INSTRUCTIONS:
A: According to the article on stress and brown fat, why had it long puzzled researchers that stress can worsen health problems such as diabetes and autoimmune disease? Answer in one to three sentences.
B: Do these statements agree with the article on stress and brown fat? For each, answer yes or no and quote the deciding words of the article. (i) In times of stress, IL-6 was secreted in brown fat cells. (ii) IL-6 levels peak before the release of cortisol and adrenaline. (iii) Blocking IL-6 production made stressed mice more agitated in a stressful environment.
C: From the article on stress and brown fat, write out the text between "The findings are" and "it addresses threats.", inclusive.

EXTRACT PROVIDED:
......

It is well-documented that acute psychological stress can lead to inflammation, but the mechanisms behind this reaction have remained unclear. Now in a new mouse study, Yale researchers reveal that this inflammatory process may originate in brown fat cells.

The findings are published in the journal Cell.

Since stress hormones cortisol and adrenaline generally decrease inflammation, it has long puzzled researchers how stress can worsen health problems such as diabetes and autoimmune disease as well as depression and anxiety.

“In the clinic, we have all seen super-stressful events that make inflammatory disease worse, and that never made sense to us,” said Dr. Andrew Wang, assistant professor of internal medicine and immunobiology, and corresponding author of the study.

Cortisol and adrenaline, hormones released in the classic “flight or fight” stress response, suppress the immune system, not activate it. These hormones also trigger a massive metabolic mobilization that provides fuel to the body as it addresses threats.

The research team discovered that it was an immune system cell — the cytokine interleukin-6 (IL-6) — that triggers inflammation in times of stress. IL-6 has also been shown to play a role in autoimmune diseases, cancer, obesity, diabetes, depression and anxiety.

The researchers began to study the role of IL-6 in stress after a simple observation: When the researchers drew blood from mice, a very stressful procedure, the blood showed heightened levels of the cytokine.

In a series of experiments in mice, designed by Hua Qing and Reina Desrouleaux in Wang’s lab, the team discovered that IL-6, which is usually secreted in response to infections, was induced by stress alone and worsened inflammatory responses in the stressed animals.

And to their surprise, they found that in times of stress IL-6 was secreted in brown fat cells, which are best-known for regulating metabolism and body temperature. These cells contain many more mitochondria than does white fat; mitochondria are the “engines” in brown fat that burn calories to produce heat.

When signals from the brain to brown fat cells are blocked, stressful events no longer worsened inflammatory responses.

“This was a completely unexpected finding,” said Qing, a postdoctoral associate at Yale School of Medicine.

The researchers reasoned that IL-6 must play another role in the “fight or flight” response besides triggering inflammation. In fact, they found it also helps prepare the body to increase production of glucose in anticipation of threats.

The brown fat cell response causes IL-6 levels to peak well after the metabolic production of glucose and the release of cortisol and adrenaline. This may help explain why stress can trigger inflammation even while immune-suppressing hormones are being released, the researchers said.

Blocking IL-6 production not only protected stressed mice from inflammation, it also made them less agitated when placed in a stressful environment.

The researchers also suspect IL-6 may play a role in mental health disorders such as depression and anxiety. Wang observes that many of symptoms of depression, such as loss of appetite and sex drive, mimic those caused by infectious diseases such as the flu — so-called “sickness behaviors” — that can be triggered by IL-6.

Certain existing drugs developed for autoimmune diseases, such as rheumatoid arthritis, block the activity of IL-6. Preliminary findings suggest these drugs may help relieve symptoms of depression, the authors note. There is also early evidence that IL-6 may play a role in diabetes and obesity as well.

“There is an ever-growing literature on the role of IL-6 outside of immunity. Our work is exciting because it contributes to shortening that gap of knowledge,” said Desrouleaux, a graduate student in biology and biomedical science.

......

Region pointing data:
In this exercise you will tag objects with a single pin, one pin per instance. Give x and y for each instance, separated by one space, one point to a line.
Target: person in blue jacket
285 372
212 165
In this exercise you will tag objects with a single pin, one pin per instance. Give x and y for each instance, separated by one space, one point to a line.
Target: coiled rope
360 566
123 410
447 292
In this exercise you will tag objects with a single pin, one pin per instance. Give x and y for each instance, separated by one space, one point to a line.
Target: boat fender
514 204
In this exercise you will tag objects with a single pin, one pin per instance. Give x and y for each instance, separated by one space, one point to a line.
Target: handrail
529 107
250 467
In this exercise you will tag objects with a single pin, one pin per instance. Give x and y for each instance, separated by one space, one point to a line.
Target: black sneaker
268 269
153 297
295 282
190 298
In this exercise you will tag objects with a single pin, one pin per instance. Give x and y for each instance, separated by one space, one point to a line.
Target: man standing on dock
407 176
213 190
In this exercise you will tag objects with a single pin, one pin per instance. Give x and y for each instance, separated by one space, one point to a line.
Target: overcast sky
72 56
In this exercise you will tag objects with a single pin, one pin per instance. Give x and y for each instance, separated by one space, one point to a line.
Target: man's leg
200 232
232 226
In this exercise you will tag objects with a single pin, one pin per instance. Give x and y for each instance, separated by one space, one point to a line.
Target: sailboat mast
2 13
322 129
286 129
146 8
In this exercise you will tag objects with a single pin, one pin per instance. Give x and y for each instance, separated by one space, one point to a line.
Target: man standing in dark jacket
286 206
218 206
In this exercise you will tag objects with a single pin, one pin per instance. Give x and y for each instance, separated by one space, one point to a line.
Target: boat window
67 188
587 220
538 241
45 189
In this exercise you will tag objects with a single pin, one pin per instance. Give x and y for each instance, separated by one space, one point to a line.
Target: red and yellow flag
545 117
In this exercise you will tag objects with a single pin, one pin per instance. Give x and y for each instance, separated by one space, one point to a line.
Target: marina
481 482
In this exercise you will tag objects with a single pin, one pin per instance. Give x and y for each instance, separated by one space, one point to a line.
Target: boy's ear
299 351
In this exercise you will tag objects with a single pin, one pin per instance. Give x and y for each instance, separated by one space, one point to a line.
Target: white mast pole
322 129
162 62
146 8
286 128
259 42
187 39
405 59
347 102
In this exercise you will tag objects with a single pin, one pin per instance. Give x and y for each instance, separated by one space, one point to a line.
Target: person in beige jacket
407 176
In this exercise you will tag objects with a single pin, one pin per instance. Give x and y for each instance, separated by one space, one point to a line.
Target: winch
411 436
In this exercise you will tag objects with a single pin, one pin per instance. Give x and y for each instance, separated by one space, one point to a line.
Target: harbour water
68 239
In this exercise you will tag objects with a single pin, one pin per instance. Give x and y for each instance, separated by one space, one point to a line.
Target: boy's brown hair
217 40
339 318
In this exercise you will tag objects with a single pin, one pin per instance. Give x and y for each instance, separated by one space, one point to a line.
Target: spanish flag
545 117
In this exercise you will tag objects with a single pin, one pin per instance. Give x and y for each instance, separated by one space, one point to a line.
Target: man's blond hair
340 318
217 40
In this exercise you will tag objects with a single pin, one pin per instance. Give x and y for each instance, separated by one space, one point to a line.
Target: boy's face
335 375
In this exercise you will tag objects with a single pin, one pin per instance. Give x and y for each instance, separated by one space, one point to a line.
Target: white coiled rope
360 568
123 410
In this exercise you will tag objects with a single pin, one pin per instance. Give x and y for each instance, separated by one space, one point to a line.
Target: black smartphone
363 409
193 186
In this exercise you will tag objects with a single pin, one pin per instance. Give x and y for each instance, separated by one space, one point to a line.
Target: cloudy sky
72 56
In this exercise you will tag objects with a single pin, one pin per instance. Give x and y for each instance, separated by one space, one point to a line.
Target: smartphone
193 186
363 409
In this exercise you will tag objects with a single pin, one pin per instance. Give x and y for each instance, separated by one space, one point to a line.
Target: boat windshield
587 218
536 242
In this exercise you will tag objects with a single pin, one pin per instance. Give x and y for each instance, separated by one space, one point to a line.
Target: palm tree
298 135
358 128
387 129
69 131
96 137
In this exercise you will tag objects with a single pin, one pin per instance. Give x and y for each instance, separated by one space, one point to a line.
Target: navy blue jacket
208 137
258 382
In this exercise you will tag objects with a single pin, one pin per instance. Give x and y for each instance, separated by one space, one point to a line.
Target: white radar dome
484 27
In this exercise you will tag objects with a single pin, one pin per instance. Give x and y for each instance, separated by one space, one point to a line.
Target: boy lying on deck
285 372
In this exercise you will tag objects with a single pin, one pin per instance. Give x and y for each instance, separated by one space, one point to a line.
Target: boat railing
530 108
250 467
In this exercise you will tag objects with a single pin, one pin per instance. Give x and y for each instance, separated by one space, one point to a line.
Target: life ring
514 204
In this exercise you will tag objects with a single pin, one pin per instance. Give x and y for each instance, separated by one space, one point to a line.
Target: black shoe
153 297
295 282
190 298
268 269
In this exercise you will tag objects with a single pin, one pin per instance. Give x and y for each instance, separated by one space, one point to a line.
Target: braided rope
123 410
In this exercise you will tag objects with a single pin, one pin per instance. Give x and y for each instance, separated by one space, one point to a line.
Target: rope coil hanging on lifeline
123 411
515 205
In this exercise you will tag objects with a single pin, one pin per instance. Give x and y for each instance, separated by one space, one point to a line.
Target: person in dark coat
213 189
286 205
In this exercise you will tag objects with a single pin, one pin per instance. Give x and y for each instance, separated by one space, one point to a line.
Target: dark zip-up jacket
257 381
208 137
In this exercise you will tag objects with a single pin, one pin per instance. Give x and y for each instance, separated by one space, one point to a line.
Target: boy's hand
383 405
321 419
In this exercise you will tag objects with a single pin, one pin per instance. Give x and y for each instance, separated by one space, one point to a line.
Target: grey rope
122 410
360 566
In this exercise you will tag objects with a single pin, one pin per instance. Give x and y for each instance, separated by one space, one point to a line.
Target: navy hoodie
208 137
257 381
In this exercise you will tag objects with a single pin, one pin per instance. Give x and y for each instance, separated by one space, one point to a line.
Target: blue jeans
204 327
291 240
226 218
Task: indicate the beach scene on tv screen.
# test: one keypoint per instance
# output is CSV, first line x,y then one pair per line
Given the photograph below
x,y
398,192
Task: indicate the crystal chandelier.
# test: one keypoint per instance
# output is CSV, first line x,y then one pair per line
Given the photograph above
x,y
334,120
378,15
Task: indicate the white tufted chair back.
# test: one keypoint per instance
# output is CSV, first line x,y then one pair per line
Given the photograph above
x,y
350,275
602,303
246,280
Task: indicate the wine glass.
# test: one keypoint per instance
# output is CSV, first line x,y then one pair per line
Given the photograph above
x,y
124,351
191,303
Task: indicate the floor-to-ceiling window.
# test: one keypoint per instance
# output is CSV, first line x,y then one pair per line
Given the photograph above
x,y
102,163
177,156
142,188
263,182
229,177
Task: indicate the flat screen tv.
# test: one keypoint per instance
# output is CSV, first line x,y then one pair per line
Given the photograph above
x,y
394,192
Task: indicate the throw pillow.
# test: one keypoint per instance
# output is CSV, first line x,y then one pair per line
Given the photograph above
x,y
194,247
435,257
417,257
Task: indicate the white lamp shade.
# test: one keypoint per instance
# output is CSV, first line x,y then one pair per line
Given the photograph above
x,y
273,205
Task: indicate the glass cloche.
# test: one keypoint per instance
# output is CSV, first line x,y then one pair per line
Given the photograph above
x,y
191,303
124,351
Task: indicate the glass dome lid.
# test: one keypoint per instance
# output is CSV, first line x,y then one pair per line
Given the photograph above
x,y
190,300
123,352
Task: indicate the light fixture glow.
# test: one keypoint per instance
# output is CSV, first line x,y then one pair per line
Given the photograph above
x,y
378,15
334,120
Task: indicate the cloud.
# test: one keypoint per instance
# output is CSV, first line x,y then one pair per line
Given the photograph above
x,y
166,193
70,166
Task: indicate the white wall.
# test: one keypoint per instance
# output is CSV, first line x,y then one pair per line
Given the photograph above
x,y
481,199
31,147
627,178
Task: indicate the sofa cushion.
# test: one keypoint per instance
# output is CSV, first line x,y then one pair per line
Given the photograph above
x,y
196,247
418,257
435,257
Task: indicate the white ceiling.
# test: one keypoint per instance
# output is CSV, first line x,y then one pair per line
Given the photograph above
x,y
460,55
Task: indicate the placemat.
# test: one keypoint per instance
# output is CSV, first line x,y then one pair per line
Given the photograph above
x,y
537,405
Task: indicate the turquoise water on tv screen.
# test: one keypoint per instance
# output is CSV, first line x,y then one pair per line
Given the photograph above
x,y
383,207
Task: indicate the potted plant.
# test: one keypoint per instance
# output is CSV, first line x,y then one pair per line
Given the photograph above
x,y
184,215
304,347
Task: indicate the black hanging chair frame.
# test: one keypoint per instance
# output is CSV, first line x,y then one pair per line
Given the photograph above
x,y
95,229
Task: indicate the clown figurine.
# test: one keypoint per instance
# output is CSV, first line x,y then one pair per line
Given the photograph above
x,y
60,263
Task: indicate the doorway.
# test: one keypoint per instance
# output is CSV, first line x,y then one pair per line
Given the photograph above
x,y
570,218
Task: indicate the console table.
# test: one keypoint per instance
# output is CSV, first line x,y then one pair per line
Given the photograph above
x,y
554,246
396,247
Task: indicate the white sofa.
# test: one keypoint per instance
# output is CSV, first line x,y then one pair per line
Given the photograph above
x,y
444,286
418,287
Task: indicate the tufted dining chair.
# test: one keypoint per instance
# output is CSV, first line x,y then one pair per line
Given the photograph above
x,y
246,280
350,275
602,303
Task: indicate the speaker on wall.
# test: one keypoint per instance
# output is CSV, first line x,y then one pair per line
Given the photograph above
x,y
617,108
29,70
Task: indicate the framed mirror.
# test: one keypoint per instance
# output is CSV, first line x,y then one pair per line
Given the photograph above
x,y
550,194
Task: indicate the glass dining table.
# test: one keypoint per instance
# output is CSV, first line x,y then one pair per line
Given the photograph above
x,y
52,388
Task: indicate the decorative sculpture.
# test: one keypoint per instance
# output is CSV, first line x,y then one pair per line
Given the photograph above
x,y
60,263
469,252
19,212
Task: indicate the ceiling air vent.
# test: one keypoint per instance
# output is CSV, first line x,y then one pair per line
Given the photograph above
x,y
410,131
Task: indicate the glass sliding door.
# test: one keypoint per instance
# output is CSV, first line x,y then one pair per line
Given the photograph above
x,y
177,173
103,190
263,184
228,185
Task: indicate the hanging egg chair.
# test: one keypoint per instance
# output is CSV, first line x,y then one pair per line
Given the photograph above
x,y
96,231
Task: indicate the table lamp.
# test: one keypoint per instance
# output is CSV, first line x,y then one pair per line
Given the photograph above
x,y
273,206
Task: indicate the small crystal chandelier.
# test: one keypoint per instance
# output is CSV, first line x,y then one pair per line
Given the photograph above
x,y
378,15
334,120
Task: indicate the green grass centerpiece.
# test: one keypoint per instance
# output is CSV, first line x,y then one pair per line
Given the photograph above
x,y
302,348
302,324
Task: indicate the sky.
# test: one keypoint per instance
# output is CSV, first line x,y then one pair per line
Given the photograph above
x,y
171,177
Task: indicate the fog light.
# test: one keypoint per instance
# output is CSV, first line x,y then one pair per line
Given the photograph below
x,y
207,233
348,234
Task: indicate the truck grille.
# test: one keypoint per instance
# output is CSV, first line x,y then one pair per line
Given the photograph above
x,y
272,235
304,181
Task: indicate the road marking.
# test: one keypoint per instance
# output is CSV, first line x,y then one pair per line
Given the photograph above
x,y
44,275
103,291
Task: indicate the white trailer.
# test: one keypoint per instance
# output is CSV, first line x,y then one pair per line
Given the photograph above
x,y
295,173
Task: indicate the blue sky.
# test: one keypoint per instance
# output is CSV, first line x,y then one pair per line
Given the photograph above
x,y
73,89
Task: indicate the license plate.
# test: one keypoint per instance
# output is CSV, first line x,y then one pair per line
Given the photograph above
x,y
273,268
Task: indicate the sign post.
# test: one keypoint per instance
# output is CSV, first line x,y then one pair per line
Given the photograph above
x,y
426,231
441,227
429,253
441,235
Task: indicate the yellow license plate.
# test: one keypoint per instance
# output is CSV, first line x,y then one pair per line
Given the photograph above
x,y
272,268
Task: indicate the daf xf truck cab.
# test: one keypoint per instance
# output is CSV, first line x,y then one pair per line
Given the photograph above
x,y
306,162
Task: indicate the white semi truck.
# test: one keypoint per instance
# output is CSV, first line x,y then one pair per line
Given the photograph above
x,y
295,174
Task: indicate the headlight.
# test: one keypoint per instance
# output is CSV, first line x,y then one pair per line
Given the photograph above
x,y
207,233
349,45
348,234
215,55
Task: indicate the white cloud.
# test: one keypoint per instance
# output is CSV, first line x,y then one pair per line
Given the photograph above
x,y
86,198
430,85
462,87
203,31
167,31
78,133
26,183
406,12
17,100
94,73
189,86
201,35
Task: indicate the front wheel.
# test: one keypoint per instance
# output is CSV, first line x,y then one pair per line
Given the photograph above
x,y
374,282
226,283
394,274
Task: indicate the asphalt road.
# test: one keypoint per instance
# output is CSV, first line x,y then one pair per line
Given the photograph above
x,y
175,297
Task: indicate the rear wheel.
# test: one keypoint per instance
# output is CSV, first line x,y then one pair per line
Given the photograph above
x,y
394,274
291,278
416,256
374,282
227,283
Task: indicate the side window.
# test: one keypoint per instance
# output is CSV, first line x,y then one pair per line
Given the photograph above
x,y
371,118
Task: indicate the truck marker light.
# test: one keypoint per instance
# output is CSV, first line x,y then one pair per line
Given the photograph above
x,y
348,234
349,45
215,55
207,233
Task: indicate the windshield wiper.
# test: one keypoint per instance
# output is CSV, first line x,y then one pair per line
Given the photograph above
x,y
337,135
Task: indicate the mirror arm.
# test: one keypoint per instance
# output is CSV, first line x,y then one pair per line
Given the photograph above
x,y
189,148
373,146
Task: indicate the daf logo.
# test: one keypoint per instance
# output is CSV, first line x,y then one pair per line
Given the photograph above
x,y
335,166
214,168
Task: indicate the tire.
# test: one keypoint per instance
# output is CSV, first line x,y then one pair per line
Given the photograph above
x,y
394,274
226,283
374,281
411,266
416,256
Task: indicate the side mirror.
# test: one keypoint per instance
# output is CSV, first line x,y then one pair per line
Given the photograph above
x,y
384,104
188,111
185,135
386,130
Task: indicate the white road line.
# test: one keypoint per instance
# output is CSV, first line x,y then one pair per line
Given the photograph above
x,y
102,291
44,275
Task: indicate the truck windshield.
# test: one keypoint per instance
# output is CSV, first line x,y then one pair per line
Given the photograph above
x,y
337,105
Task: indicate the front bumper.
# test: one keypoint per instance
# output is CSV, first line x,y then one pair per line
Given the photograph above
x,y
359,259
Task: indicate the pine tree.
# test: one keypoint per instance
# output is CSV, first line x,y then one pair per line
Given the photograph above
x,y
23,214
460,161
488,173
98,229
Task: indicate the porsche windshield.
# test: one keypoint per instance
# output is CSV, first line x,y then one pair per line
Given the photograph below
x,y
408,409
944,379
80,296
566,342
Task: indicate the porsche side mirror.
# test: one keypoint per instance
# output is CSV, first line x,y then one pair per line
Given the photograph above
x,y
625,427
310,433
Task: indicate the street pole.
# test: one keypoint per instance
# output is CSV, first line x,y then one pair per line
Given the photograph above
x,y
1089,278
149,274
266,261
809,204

......

RESULTS OF THE TASKS:
A: The stress hormones cortisol and adrenaline generally decrease inflammation. In the classic "flight or fight" response they suppress the immune system rather than activate it. That made it hard to see how stress could make inflammatory disease worse.

B:
(i) Yes: "in times of stress IL-6 was secreted in brown fat cells"
(ii) No: "The brown fat cell response causes IL-6 levels to peak well after the metabolic production of glucose and the release of cortisol and adrenaline."
(iii) No: "it also made them less agitated when placed in a stressful environment"

C:
The findings are published in the journal Cell.

Since stress hormones cortisol and adrenaline generally decrease inflammation, it has long puzzled researchers how stress can worsen health problems such as diabetes and autoimmune disease as well as depression and anxiety.

“In the clinic, we have all seen super-stressful events that make inflammatory disease worse, and that never made sense to us,” said Dr. Andrew Wang, assistant professor of internal medicine and immunobiology, and corresponding author of the study.

Cortisol and adrenaline, hormones released in the classic “flight or fight” stress response, suppress the immune system, not activate it. These hormones also trigger a massive metabolic mobilization that provides fuel to the body as it addresses threats.